Task to carry out: Rewrite the material in full, substituting "station platform" for each occurrence of "train door" and keeping every other character unchanged.

Collected data:
┌────────

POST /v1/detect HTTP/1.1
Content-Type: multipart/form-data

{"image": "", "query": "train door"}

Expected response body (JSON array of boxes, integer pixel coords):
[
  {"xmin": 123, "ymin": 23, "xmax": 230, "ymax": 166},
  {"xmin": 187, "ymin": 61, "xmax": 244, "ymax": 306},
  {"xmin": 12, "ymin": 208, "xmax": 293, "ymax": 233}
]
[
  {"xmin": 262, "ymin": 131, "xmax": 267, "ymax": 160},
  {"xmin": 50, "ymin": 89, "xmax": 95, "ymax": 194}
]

└────────

Solution to this exercise:
POST /v1/detect HTTP/1.1
Content-Type: multipart/form-data

{"image": "", "query": "station platform"}

Expected response body (JSON array of boxes, integer pixel coords):
[
  {"xmin": 123, "ymin": 23, "xmax": 230, "ymax": 166},
  {"xmin": 187, "ymin": 61, "xmax": 244, "ymax": 306},
  {"xmin": 12, "ymin": 208, "xmax": 293, "ymax": 233}
]
[
  {"xmin": 262, "ymin": 131, "xmax": 267, "ymax": 160},
  {"xmin": 50, "ymin": 89, "xmax": 95, "ymax": 194}
]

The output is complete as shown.